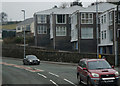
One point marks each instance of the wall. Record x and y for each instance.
(49, 55)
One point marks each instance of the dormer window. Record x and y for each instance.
(60, 19)
(41, 19)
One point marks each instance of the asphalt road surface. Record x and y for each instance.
(14, 73)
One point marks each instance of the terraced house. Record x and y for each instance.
(53, 27)
(110, 31)
(42, 27)
(28, 24)
(61, 29)
(83, 31)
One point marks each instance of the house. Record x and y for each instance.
(110, 31)
(28, 24)
(53, 27)
(42, 27)
(61, 27)
(83, 31)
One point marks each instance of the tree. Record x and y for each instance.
(3, 17)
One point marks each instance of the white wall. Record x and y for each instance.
(105, 27)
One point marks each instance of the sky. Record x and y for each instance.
(13, 7)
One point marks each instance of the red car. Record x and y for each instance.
(96, 72)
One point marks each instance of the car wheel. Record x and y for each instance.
(89, 82)
(79, 79)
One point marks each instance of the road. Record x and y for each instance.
(14, 73)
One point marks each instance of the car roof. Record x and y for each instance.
(87, 59)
□ □ □
• [Action item]
Repeat the material exactly. Skip the images.

• [Answer to this problem]
One point marks each instance of the wall. Record x and y for each instance.
(49, 55)
One point marks each instance of the dormer window. Record x and y for each instance.
(60, 19)
(41, 19)
One point marks each instance of the asphalt road surface. Record x and y for each instance.
(14, 73)
One point marks each instance of the terraced house. Record x and y for each instance.
(53, 27)
(110, 31)
(42, 27)
(28, 24)
(61, 29)
(83, 31)
One point marks each instance of the house. Record x and y for each instance.
(110, 31)
(28, 24)
(53, 27)
(42, 27)
(61, 27)
(83, 31)
One point marks each instance of the tree. Record x and y for each instance.
(3, 17)
One point marks each instance of the white wall. Record x and y for each instance.
(105, 27)
One point marks each instance of the sky. Record x and y for each instance.
(13, 7)
One point marks each instance of the red car. Record x and y for each instance.
(96, 72)
One point marks each instance of the car wheel. Record x and y for each instance.
(89, 82)
(79, 79)
One point marks each instance of the road. Record x and y for each instance.
(14, 73)
One point marks each instance of the car roof. Record x and y for each instance.
(87, 59)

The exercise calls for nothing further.